• **PROBLEM TO WORK ON**:
Lay out every line of the records below as a JSON list of strings, one string per line, with blank lines left out. Leave the pictures out of your answer.

• **EXTRACTED RECORDS**:
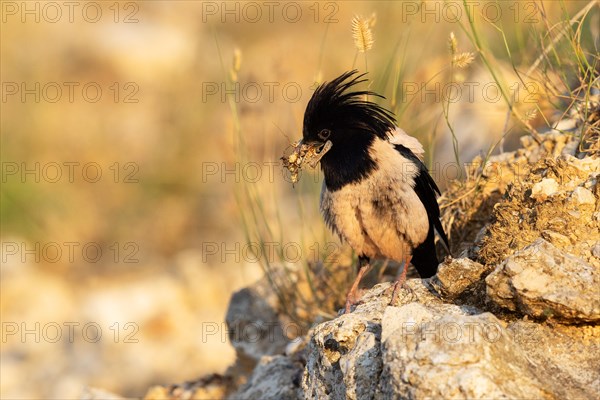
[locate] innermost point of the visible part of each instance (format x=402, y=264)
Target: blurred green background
x=135, y=134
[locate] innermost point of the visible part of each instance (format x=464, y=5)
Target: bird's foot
x=398, y=284
x=352, y=299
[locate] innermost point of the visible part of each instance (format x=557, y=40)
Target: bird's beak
x=318, y=150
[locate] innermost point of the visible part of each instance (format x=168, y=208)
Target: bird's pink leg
x=400, y=279
x=351, y=296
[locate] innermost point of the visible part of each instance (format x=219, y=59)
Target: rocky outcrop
x=542, y=281
x=515, y=316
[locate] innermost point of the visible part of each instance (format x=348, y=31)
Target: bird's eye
x=324, y=134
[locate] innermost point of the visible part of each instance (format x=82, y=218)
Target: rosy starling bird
x=377, y=194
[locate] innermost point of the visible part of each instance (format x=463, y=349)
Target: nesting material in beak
x=321, y=152
x=302, y=154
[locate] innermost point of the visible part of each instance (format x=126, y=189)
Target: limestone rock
x=276, y=377
x=459, y=276
x=445, y=353
x=543, y=281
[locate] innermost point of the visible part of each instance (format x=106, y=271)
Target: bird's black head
x=350, y=122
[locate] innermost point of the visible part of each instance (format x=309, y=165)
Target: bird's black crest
x=333, y=104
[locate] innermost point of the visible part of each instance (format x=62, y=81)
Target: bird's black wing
x=424, y=256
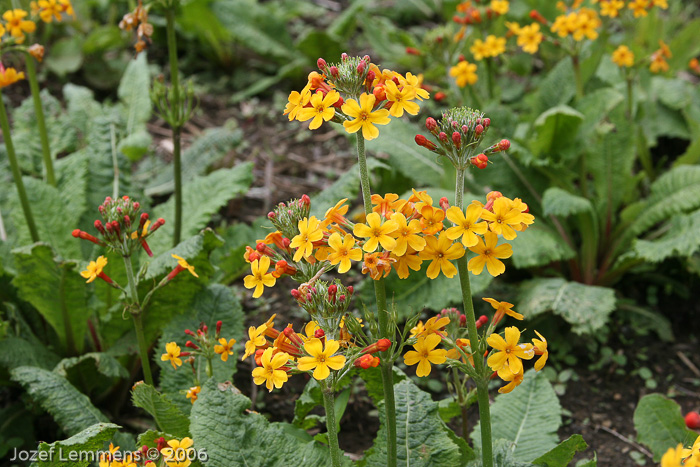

• **TASK SOLUTION**:
[
  "[locate] innermost point of the visible part of each instance (format x=402, y=264)",
  "Target: blurred green background",
  "x=135, y=134",
  "[locate] innermost point of the visible part of each instance (format x=464, y=5)",
  "Target: bird's foot",
  "x=398, y=284",
  "x=352, y=299",
  "[locate] innermost point of the visible part of each instance (format x=557, y=40)",
  "Target: bird's beak",
  "x=318, y=150",
  "[locate] innermost point of the visible part of each instance (format x=168, y=208)",
  "Target: bird's pink leg",
  "x=400, y=279",
  "x=351, y=296",
  "[locate] innermost point of the visible part of each instance (format x=219, y=59)",
  "Target: rocky outcrop",
  "x=542, y=281",
  "x=515, y=316",
  "[locate] innermost point of the visible part of each instance (format x=348, y=31)",
  "Target: bird's eye",
  "x=324, y=134",
  "[locate] innermost point of the visible part of each instance (format x=82, y=218)",
  "Target: rosy starling bird",
  "x=377, y=194",
  "[locate] innermost point of the visible part of each instance (format x=463, y=349)",
  "Target: nesting material in beak",
  "x=321, y=152",
  "x=302, y=154",
  "[locate] innermost point of the visible part of each instance (format x=126, y=189)",
  "Target: limestone rock",
  "x=276, y=377",
  "x=459, y=276",
  "x=445, y=353",
  "x=543, y=281",
  "[locate] innermost point of the visible part of each instance (format x=106, y=271)",
  "Target: bird's black head",
  "x=350, y=122",
  "[locate] innermost point of the visible part of each instance (format x=309, y=165)",
  "Target: bird's black crest",
  "x=333, y=104",
  "[locate] innermost point of the visible part of each instance (format x=62, y=81)",
  "Target: bird's black wing",
  "x=424, y=256"
]